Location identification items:
________

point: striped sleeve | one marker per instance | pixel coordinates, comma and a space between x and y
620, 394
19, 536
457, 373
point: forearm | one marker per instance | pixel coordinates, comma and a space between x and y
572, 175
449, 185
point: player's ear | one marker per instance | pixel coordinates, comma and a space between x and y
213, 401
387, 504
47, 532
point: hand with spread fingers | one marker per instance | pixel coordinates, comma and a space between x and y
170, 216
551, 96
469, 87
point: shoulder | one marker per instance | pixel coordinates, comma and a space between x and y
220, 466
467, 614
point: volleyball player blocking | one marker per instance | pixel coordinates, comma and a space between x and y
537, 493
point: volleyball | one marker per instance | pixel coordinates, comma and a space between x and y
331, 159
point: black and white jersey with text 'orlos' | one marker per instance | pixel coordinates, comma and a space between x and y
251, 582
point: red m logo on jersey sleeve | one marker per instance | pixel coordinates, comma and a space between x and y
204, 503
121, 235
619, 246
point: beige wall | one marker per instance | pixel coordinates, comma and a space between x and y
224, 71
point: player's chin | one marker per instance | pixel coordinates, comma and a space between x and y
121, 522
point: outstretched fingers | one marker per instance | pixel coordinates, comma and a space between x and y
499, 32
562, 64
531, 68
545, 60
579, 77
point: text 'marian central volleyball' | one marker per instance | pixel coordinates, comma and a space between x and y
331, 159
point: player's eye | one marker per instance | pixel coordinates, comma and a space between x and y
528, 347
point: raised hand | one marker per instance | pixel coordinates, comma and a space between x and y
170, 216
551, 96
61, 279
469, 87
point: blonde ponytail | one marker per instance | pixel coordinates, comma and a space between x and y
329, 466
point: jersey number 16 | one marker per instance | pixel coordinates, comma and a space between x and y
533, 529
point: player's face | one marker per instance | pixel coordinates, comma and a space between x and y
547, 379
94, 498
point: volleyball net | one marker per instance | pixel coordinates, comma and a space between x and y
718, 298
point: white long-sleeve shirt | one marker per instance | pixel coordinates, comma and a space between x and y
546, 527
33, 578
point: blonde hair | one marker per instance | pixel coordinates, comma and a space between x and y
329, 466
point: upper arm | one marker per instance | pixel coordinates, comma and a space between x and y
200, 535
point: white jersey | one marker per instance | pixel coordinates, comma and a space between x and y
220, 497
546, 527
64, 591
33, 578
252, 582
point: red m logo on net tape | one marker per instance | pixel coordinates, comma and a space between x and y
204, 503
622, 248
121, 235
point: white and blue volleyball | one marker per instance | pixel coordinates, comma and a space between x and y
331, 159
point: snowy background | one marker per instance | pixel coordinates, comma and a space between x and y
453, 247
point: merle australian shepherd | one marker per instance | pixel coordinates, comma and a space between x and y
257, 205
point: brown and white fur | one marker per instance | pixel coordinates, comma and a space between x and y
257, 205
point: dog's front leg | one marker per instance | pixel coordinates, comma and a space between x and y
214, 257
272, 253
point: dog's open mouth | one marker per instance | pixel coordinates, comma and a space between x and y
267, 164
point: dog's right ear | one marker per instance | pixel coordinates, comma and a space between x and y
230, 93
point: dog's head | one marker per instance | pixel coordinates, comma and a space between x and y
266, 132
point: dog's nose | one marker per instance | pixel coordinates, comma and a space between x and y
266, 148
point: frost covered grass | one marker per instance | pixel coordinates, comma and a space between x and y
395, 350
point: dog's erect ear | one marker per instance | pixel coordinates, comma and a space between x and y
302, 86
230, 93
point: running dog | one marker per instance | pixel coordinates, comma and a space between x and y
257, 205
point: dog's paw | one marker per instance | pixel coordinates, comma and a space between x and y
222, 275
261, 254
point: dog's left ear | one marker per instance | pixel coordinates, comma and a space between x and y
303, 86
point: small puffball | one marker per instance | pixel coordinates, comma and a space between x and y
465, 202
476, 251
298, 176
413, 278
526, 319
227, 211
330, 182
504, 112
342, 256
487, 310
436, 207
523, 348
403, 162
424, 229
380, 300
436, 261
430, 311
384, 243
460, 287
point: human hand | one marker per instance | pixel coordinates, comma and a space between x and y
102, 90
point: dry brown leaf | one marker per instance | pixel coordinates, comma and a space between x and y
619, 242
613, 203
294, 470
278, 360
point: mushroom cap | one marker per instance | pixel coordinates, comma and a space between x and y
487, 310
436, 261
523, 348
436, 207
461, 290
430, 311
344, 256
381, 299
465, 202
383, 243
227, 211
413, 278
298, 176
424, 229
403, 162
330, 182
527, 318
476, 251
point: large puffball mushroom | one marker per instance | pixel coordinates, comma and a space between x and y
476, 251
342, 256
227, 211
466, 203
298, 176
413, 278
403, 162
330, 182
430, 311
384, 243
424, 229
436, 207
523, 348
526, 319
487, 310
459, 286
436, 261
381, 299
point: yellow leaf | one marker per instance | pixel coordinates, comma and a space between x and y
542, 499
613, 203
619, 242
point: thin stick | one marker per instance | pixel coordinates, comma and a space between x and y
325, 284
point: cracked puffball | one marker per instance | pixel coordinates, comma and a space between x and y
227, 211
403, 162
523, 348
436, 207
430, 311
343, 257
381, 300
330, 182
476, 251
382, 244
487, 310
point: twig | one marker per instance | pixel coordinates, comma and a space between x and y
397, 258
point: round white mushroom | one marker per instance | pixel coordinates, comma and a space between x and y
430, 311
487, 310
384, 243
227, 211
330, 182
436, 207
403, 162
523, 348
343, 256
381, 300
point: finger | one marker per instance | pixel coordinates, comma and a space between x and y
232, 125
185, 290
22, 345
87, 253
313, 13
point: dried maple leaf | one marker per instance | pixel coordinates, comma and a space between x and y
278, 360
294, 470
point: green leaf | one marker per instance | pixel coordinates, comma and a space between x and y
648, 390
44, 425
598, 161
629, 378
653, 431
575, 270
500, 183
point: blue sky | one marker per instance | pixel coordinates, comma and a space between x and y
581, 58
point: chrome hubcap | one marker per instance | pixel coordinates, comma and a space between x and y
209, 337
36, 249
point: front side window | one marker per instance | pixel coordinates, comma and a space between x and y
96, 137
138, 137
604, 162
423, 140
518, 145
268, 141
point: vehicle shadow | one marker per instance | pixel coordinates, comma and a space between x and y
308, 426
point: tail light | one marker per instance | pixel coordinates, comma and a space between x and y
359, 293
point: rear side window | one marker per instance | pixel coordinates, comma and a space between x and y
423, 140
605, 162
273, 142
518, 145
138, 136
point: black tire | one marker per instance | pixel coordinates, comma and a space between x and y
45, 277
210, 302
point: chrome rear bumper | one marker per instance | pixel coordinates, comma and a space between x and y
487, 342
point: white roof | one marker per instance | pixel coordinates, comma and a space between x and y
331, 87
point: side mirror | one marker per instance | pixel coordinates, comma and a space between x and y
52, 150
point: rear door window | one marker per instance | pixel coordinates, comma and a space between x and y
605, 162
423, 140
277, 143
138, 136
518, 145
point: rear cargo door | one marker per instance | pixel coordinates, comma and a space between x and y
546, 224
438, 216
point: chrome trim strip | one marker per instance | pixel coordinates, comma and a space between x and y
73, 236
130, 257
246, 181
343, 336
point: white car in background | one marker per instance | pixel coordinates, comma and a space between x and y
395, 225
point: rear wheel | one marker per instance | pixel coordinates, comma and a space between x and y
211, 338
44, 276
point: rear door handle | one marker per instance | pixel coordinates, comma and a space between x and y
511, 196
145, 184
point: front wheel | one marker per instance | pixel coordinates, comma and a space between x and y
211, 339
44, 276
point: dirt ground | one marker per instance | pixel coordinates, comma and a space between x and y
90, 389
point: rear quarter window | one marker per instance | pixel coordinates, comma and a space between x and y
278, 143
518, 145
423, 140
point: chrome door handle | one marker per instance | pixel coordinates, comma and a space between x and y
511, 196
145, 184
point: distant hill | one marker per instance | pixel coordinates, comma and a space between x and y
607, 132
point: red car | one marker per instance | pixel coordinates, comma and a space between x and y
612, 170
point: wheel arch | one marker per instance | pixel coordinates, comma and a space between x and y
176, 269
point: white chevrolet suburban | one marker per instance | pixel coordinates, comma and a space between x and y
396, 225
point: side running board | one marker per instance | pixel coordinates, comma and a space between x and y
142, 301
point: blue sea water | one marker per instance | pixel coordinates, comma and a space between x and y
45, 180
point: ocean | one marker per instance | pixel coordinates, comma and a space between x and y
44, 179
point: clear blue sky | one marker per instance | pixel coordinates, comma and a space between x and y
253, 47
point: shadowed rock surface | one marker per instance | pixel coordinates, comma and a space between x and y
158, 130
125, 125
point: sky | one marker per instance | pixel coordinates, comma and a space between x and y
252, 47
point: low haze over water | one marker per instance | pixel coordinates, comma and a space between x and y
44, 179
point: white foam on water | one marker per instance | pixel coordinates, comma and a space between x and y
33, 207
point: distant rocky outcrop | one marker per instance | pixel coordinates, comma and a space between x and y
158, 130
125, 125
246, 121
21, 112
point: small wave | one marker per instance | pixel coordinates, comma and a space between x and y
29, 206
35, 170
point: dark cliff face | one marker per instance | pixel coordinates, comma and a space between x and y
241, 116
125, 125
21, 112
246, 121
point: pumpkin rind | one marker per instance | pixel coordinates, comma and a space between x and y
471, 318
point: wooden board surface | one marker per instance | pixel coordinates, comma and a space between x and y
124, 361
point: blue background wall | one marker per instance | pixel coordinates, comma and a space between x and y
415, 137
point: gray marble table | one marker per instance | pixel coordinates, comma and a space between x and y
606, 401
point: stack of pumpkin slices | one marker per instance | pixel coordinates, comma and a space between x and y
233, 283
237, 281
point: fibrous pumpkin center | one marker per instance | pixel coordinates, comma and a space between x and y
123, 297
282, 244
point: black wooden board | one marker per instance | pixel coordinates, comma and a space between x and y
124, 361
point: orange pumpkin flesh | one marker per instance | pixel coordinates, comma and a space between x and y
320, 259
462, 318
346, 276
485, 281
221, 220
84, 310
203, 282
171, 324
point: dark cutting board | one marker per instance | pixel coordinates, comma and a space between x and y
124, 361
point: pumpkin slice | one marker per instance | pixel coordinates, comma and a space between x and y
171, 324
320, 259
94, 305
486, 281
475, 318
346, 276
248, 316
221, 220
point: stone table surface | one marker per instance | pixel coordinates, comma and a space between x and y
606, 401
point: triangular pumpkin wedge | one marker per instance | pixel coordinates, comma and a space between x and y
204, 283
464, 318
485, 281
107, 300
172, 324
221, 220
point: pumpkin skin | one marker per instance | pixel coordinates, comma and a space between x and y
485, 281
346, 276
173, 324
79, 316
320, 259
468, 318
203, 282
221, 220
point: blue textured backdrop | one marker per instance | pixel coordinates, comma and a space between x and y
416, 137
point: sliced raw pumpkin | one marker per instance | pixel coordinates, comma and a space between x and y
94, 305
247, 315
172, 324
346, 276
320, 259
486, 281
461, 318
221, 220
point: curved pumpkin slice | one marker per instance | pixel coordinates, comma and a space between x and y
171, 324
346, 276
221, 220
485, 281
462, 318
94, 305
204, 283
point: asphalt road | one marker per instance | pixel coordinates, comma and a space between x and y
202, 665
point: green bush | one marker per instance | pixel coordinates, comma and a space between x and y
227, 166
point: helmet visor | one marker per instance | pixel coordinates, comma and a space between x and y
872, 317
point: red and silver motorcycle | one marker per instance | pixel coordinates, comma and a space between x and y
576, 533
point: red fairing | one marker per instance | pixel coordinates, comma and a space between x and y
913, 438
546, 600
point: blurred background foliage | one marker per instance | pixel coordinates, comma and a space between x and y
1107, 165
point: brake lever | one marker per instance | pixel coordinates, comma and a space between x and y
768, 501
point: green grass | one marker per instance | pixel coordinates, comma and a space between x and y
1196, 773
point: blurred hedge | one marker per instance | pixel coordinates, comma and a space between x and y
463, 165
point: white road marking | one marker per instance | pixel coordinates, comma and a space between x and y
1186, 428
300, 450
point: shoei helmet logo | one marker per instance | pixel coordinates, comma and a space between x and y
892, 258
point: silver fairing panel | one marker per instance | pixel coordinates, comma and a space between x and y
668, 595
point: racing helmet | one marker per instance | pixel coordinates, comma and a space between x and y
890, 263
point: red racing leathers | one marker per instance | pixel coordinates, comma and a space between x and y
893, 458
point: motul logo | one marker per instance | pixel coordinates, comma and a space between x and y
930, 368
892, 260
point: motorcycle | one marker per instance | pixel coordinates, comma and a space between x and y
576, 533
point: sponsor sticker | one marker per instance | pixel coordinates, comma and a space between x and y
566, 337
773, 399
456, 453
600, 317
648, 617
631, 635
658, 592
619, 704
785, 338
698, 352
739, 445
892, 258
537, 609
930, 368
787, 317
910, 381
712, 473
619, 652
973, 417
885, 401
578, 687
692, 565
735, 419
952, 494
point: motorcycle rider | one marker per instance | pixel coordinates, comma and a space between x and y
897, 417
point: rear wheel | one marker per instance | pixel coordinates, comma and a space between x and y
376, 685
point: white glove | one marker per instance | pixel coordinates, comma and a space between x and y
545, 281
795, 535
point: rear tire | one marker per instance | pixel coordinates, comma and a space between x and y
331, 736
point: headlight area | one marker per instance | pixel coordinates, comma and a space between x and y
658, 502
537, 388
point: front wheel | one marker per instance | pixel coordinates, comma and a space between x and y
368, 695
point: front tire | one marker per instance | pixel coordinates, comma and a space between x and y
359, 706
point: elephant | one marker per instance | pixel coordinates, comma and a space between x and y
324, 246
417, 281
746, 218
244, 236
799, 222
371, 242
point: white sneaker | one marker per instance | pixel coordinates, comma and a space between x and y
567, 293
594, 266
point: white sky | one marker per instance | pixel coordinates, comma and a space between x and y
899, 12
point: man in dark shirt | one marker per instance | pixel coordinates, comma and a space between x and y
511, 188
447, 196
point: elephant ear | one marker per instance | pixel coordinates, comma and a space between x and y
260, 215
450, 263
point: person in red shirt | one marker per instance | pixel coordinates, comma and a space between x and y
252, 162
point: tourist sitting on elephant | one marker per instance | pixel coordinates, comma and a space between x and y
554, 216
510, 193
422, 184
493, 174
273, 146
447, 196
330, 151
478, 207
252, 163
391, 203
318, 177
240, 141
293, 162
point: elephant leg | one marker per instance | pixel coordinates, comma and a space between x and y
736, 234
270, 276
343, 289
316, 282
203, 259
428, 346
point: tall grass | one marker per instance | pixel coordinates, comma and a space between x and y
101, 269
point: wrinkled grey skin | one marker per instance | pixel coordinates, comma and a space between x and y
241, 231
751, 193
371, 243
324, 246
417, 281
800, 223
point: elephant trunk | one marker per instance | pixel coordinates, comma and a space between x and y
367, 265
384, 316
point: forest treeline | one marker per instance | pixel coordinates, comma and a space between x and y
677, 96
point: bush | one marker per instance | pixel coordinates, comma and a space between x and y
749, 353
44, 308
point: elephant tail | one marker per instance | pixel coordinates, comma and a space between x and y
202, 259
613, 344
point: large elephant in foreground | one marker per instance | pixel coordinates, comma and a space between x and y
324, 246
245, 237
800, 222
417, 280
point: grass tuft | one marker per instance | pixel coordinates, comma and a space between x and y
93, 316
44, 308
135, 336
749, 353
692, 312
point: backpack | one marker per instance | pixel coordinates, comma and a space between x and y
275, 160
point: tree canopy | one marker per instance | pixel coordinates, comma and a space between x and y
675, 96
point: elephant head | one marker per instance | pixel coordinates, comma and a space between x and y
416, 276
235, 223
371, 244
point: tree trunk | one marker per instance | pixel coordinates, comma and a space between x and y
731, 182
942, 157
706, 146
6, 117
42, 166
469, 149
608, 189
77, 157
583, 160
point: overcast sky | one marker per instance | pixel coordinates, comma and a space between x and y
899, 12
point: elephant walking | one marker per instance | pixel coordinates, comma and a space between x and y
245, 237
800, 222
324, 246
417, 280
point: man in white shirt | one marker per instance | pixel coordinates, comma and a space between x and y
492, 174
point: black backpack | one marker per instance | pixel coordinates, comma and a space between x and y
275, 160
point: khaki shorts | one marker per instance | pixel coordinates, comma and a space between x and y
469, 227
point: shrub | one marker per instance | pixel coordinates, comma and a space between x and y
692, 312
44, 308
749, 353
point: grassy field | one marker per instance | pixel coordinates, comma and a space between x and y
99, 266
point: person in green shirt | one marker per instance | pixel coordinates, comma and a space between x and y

________

WHAT YOU NEED TO DO: Every line from the one containing "point: large elephant" through the end of the data must be repeated exactly, and no other line.

FINAL RESULT:
point: large elephant in foreground | one marker per instance | pixel coordinates, comma and a space between x and y
324, 246
245, 237
800, 222
417, 280
point: grass tuft | one marker per instance | pixel coordinates, comma and a space between x and y
93, 316
44, 308
135, 336
749, 353
692, 312
point: backpack | one marker per instance | pixel coordinates, comma and a space between x and y
275, 160
point: tree canopy | one marker per instance | pixel coordinates, comma and a space between x and y
675, 96
point: elephant head | one marker per instance | pixel coordinates, comma and a space between x and y
416, 276
235, 223
371, 244
point: tree trunk | one marker per instance | pixel coordinates, comma and a space between x and y
731, 182
942, 157
706, 146
6, 117
42, 166
469, 149
608, 189
77, 157
583, 160
point: overcast sky | one marker per instance | pixel coordinates, comma and a space between x and y
899, 12
point: elephant walking | one marker per instance | pixel coordinates, comma and a space between x and y
245, 237
800, 222
324, 246
417, 280
point: man in white shirt | one marker per instance | pixel coordinates, comma and a space between x and y
492, 174
point: black backpack | one marker per instance | pixel coordinates, comma and a space between x and y
275, 160
point: khaki shorts | one marker per instance | pixel coordinates, comma and a space between x and y
469, 227
point: shrub | one marker per instance | pixel coordinates, comma and a space between x and y
692, 312
44, 308
749, 353
point: grassy field | one marker per instance | pixel coordinates, comma and a space between x and y
99, 266
point: person in green shirt | one marker per instance | pixel coordinates, comma and a space between x and y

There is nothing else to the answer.